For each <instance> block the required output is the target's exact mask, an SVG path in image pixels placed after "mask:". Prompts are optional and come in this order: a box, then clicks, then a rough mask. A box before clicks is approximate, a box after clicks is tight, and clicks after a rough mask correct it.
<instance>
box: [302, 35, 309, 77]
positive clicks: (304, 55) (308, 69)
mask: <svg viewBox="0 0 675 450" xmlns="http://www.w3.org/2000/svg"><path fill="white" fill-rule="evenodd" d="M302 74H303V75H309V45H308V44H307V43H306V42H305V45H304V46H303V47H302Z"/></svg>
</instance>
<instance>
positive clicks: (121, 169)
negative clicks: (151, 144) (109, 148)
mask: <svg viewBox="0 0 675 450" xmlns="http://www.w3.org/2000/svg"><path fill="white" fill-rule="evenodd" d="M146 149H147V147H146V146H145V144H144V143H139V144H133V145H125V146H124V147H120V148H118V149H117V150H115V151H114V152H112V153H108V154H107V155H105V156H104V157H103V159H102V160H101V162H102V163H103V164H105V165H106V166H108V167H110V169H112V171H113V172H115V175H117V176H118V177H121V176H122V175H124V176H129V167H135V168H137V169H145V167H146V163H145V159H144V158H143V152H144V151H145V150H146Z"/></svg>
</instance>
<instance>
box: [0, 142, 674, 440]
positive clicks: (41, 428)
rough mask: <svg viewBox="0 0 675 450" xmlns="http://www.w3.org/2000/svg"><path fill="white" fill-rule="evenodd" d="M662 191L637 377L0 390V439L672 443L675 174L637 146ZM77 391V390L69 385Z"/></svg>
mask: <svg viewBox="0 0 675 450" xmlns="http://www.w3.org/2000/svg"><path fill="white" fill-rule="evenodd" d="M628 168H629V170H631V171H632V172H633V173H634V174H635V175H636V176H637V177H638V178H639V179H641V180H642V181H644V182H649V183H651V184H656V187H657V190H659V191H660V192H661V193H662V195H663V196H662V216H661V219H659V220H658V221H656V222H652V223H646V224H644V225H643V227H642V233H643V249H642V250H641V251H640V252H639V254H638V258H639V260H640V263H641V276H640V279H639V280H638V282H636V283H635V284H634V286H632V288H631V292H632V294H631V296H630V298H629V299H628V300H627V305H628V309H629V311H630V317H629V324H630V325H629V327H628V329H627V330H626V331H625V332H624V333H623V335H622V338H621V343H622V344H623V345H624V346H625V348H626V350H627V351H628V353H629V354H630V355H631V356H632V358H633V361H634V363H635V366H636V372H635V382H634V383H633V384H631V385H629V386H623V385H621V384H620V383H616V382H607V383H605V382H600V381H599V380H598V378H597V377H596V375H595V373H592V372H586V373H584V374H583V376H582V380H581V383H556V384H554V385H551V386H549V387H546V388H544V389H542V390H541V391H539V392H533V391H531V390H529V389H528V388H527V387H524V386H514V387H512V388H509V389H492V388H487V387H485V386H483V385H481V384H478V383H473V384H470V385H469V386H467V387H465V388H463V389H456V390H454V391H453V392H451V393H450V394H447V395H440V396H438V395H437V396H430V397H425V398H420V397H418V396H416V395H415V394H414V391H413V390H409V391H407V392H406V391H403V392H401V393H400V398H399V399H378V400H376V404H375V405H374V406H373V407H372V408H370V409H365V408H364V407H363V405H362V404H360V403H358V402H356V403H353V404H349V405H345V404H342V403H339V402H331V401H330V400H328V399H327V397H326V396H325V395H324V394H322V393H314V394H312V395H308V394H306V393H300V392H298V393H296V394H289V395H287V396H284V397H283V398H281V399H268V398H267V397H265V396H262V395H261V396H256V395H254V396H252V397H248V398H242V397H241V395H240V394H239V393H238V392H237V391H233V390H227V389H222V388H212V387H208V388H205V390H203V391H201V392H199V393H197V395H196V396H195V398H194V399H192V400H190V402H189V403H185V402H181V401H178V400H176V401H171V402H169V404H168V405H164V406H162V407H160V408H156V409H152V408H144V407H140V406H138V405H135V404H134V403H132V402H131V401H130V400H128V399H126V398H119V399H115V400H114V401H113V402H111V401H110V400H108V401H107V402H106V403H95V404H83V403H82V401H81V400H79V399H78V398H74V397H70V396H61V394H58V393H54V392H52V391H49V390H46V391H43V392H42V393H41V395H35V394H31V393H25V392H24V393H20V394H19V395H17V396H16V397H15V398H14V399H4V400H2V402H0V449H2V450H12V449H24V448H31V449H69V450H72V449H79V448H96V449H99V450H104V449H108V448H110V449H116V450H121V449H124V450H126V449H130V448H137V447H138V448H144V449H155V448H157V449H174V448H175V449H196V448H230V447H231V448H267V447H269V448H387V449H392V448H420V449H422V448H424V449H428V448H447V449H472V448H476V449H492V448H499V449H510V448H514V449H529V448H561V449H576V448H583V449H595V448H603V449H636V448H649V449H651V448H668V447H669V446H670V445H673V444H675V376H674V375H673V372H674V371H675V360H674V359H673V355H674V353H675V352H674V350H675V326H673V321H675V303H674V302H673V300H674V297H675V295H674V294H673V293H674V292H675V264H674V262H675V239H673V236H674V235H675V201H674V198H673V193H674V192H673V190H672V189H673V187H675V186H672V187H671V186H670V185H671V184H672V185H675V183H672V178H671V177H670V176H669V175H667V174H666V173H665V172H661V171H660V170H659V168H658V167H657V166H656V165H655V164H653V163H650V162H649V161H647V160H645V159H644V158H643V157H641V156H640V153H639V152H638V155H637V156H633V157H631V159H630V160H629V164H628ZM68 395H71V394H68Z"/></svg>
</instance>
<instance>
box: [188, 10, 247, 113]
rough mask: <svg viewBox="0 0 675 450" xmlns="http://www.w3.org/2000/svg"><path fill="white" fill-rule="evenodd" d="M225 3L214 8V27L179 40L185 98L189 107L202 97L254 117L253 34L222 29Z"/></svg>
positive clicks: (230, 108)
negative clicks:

_ABOUT THIS EXERCISE_. Return the whole of the data, character for character.

_YOUR RESPONSE_.
For each <instance> block the required output is the target's exact mask, an SVG path in image pixels placed after "mask:". Prompts are optional and come in this order: a box, then clicks, then a rough mask. A box before clicks is approximate, a box after clicks is tight, and clicks after a rough mask correct it.
<instance>
box: [302, 35, 309, 77]
positive clicks: (304, 55) (308, 69)
mask: <svg viewBox="0 0 675 450" xmlns="http://www.w3.org/2000/svg"><path fill="white" fill-rule="evenodd" d="M302 74H303V75H309V45H308V44H307V43H306V42H305V45H304V46H303V47H302Z"/></svg>
</instance>
<instance>
positive clicks: (121, 169)
negative clicks: (151, 144) (109, 148)
mask: <svg viewBox="0 0 675 450" xmlns="http://www.w3.org/2000/svg"><path fill="white" fill-rule="evenodd" d="M146 149H147V147H146V146H145V144H144V143H139V144H133V145H125V146H124V147H120V148H118V149H117V150H115V151H114V152H112V153H108V154H107V155H105V156H104V157H103V159H102V160H101V162H102V163H103V164H105V165H106V166H108V167H110V169H112V171H113V172H115V175H117V176H118V177H121V176H122V175H124V176H129V167H135V168H137V169H145V167H146V163H145V159H144V158H143V152H144V151H145V150H146Z"/></svg>
</instance>
<instance>
box: [0, 142, 674, 440]
positive clicks: (41, 428)
rough mask: <svg viewBox="0 0 675 450" xmlns="http://www.w3.org/2000/svg"><path fill="white" fill-rule="evenodd" d="M662 191L637 377L0 390V439L672 443L675 174L637 146ZM77 391V390L69 385Z"/></svg>
mask: <svg viewBox="0 0 675 450" xmlns="http://www.w3.org/2000/svg"><path fill="white" fill-rule="evenodd" d="M628 168H629V170H631V171H632V172H633V173H634V174H635V175H636V176H637V177H638V178H639V179H641V180H642V181H644V182H649V183H651V184H656V187H657V190H659V191H660V192H661V193H662V195H663V196H662V216H661V219H659V220H658V221H656V222H652V223H646V224H644V225H643V227H642V233H643V249H642V250H641V251H640V252H639V254H638V258H639V260H640V263H641V276H640V279H639V280H638V282H636V283H635V284H634V286H632V288H631V292H632V294H631V296H630V298H629V299H628V300H627V305H628V309H629V311H630V317H629V324H630V325H629V327H628V329H627V330H626V331H625V332H624V333H623V335H622V338H621V343H622V344H623V345H624V346H625V348H626V350H627V351H628V353H629V354H630V355H631V356H632V358H633V361H634V363H635V366H636V372H635V382H634V383H633V384H631V385H629V386H623V385H621V384H620V383H616V382H607V383H605V382H600V381H599V380H598V378H597V377H596V375H595V373H592V372H586V373H584V374H583V376H582V380H581V383H556V384H554V385H551V386H549V387H546V388H544V389H542V390H541V391H539V392H533V391H531V390H529V389H528V388H527V387H524V386H514V387H512V388H509V389H492V388H487V387H485V386H483V385H481V384H478V383H473V384H470V385H469V386H467V387H465V388H463V389H456V390H454V391H453V392H451V393H450V394H447V395H440V396H438V395H437V396H430V397H425V398H420V397H418V396H416V395H415V394H414V391H413V390H409V391H407V392H406V391H403V392H401V393H400V398H399V399H378V400H376V404H375V405H374V406H373V407H372V408H370V409H365V408H364V407H363V405H362V404H360V403H358V402H356V403H353V404H349V405H345V404H342V403H339V402H331V401H330V400H328V399H327V397H326V396H325V395H324V394H322V393H314V394H312V395H308V394H306V393H300V392H298V393H296V394H289V395H287V396H284V397H283V398H281V399H268V398H267V397H265V396H262V395H261V396H256V395H254V396H252V397H248V398H242V397H241V395H240V394H239V393H238V392H237V391H233V390H227V389H222V388H212V387H208V388H205V390H203V391H201V392H199V393H197V395H196V396H195V398H194V399H192V400H190V402H189V403H185V402H181V401H178V400H176V401H171V402H169V404H168V405H164V406H162V407H160V408H156V409H152V408H144V407H140V406H138V405H135V404H134V403H132V402H131V401H130V400H128V399H126V398H119V399H115V400H114V401H113V402H111V401H110V400H108V401H107V402H106V403H95V404H83V403H82V401H81V400H79V399H78V398H74V397H70V396H61V394H58V393H54V392H52V391H49V390H46V391H43V392H42V393H41V395H35V394H31V393H25V392H24V393H20V394H19V395H17V396H16V397H15V398H14V399H4V400H2V402H0V449H2V450H12V449H24V448H31V449H69V450H72V449H79V448H96V449H99V450H104V449H108V448H110V449H116V450H121V449H124V450H126V449H130V448H137V447H138V448H144V449H155V448H157V449H174V448H175V449H196V448H230V447H231V448H267V447H269V448H387V449H392V448H420V449H422V448H424V449H428V448H447V449H472V448H476V449H492V448H499V449H510V448H514V449H529V448H561V449H576V448H583V449H595V448H603V449H636V448H649V449H651V448H668V447H669V446H670V445H673V444H675V376H674V375H673V372H674V371H675V360H674V359H673V355H674V353H675V352H674V350H675V326H673V321H675V303H674V302H673V300H674V297H675V295H674V294H673V293H674V292H675V264H674V262H675V239H673V236H674V235H675V201H674V198H673V193H674V192H673V190H672V189H673V187H675V186H672V187H671V186H670V185H671V184H672V185H675V183H672V178H671V177H670V176H669V175H667V174H666V173H665V172H661V171H660V170H659V168H658V167H657V166H656V165H655V164H653V163H650V162H649V161H647V160H645V159H644V158H643V157H641V156H640V153H639V152H638V155H637V156H633V157H631V159H630V160H629V164H628ZM68 395H71V394H68Z"/></svg>
</instance>
<instance>
box: [188, 10, 247, 113]
rough mask: <svg viewBox="0 0 675 450" xmlns="http://www.w3.org/2000/svg"><path fill="white" fill-rule="evenodd" d="M225 3L214 8V27L179 40L185 98L189 107L202 97L254 117L253 34L222 29Z"/></svg>
positive clicks: (230, 108)
negative clicks:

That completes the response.